*QUOTED PASSAGE*
--- BEGIN ---
Fast Determination of Amylose Content in Lotus Seeds Based on Hyperspectral Imaging

Round 1

Reviewer 1 Report

1. Introduction: The importance of using HSI for amylose prediction is less clear. It is also necessary to explain why it is necessary to make an amylose map.

2. Methods: how many seed samples scanned? how many spectra obtained? You used 3 varieties, how many seeds per varieties used?

3. Methods: what is the number of repetitions in the amylose measurement?

4. Results: it is suggested to apply Savitzky Golay first Derivative to plot the spectra (to replace Figure 2). By doing so, the absorbace or reflectance peaks will be more distinct.

5. Figure 8: what a,b, c, refer to? 

 

Author Response

First, we would like to express our sincere gratitude to the reviewer. Your suggestions are all valuable and helpful for revising and improving our manuscript, as well as the important guiding significance to our researchers. We have studied comments carefully and have made correction which we hope meet with approval. The summary of corrections and the responses to the reviewer's comments are listed below.

 

1. Introduction: The importance of using HSI for amylose prediction is less clear. It is also necessary to explain why it is necessary to make an amylose map.

Response: we added the description into the introduction in the new manuscript in red as follows:

“Using lotus seed juice as the example, amylose is easier to retrogradation than amylopectin [5]. Therefore, lotus seeds with low amylose content can be selected for lotus seed juice production to ensure the quality of its product. Studies [6] have shown that the amylose content of lotus seeds varied greatly not only among different lotus cultivar. So it is necessary to detect its content before processing to improve production quality.” in line 37-42.

“Obviously, the traditional amylose detection methods are not appropriate for industrial production and processing.” in line 45-46.

“However, there is still a lack of research on the detection of lotus seed amylose based on HSI technology. And there is potential for HSI or spectroscopy in determining amylose contents in lotus seeds according to former studies.” in line 62-65.
--- END ---
*RAW RECORDS*
--- BEGIN ---
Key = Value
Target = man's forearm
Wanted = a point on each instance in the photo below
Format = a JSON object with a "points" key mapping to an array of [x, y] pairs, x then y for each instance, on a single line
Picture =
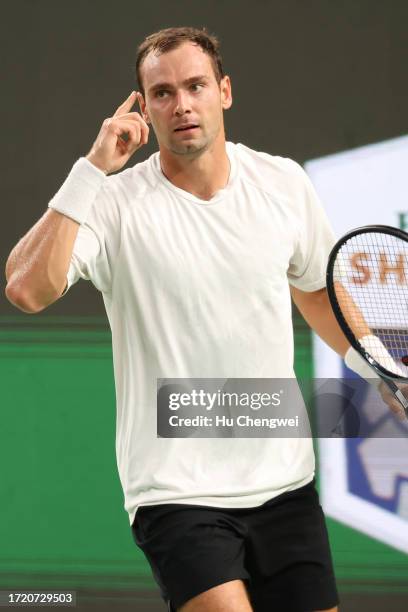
{"points": [[37, 266]]}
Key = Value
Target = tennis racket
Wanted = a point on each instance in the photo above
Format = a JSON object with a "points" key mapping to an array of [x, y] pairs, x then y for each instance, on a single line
{"points": [[367, 284]]}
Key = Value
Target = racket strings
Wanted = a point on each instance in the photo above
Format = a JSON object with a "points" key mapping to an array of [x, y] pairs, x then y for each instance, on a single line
{"points": [[370, 283]]}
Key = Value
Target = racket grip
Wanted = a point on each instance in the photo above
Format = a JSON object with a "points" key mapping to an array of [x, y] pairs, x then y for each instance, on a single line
{"points": [[354, 361]]}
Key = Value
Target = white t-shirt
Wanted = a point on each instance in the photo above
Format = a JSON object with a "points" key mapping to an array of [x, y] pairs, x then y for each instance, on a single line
{"points": [[200, 289]]}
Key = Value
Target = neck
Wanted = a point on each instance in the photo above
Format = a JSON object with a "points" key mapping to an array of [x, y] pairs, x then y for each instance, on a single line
{"points": [[202, 175]]}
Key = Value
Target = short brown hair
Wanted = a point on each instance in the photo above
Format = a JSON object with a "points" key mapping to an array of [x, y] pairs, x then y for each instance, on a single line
{"points": [[171, 38]]}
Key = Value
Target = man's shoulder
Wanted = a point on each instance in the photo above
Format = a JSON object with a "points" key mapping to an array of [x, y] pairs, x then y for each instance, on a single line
{"points": [[269, 171], [266, 162]]}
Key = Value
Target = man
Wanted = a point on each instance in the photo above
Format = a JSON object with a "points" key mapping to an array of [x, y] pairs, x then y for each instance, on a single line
{"points": [[192, 250]]}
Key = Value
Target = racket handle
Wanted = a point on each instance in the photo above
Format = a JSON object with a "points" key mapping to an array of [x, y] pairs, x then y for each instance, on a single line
{"points": [[398, 394]]}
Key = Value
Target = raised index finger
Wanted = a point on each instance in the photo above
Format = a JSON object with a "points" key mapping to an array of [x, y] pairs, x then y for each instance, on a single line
{"points": [[126, 105]]}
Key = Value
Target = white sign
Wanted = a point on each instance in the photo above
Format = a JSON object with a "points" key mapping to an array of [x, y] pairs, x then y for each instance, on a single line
{"points": [[365, 482]]}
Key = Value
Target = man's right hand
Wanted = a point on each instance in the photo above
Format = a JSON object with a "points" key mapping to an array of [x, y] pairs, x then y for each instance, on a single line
{"points": [[110, 151]]}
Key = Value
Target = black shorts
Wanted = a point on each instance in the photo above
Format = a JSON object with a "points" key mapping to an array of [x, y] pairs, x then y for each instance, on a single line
{"points": [[280, 549]]}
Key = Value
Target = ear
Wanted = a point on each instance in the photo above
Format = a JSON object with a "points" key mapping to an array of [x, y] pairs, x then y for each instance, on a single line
{"points": [[142, 106], [226, 93]]}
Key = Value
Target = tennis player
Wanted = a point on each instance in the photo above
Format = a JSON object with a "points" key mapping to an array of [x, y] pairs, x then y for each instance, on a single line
{"points": [[197, 251]]}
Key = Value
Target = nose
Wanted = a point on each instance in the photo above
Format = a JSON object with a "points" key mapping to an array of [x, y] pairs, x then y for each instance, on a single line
{"points": [[182, 103]]}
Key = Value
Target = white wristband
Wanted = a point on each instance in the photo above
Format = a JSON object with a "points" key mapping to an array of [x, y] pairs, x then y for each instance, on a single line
{"points": [[77, 194]]}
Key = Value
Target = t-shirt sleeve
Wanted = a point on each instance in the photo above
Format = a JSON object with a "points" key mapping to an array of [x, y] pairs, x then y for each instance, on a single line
{"points": [[96, 245], [307, 266]]}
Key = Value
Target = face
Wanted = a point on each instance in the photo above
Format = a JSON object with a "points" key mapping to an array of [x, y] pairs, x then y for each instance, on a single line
{"points": [[183, 101]]}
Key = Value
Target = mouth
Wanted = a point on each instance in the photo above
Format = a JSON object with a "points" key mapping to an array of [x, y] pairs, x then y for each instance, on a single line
{"points": [[189, 127]]}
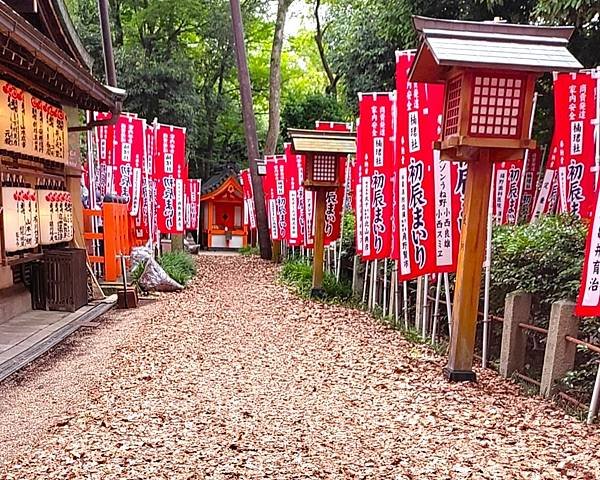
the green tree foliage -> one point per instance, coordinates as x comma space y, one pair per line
--- END ---
*COMPLETE THE FOLLOWING*
#1 Answer these questions about the review report on lotus seed amylose:
(a) Which technique does Reviewer 1 suggest applying when plotting the spectra, and which figure would that plot replace?
(b) According to the authors' response, which is easier to retrogradation, amylose or amylopectin?
(c) In which lines did the authors add the sentence stating that traditional amylose detection methods are not appropriate for industrial production and processing?
#2 Resume the review report on lotus seed amylose from the point where it stops.

*ANSWER SET*
#1
(a) Savitzky Golay first derivative; it would replace Figure 2.
(b) Amylose.
(c) Lines 45-46.

#2
“HIS has the advantage of being informative, but still contains irrelevant information. It usually needs to adopt different preprocessing methods and feature selection algorithms before modeling in order to reduce the complexity of model and improve the accuracy [16]. Besides, human interaction with hyperspectral images is very essential for image interpretation and analysis [17], so the internal ingredient visualization by rendering them as RGB color images could help to discriminate the amylose content directly or further development of online detection equipment.” in line 66-72.

2. Methods: how many seed samples scanned? how many spectra obtained? You used 3 varieties, how many seeds per varieties used?

Response: we scanned 120 samples and 120 spectra were obtained. We used 40 lotus seed of each variety. The description was added into the new manuscript in line 84–85 as follows:

“Then the hyperspectral images were obtained by selecting a total of 120 lotus seeds, with 40 samples for each variety.”

3. Methods: what is the number of repetitions in the amylose measurement?

Response: we determined the amylose three repetitions in each lotus seed. The description was added into the new manuscript in line 106 as follows:

“Each of the sample was determined by three repetitions.”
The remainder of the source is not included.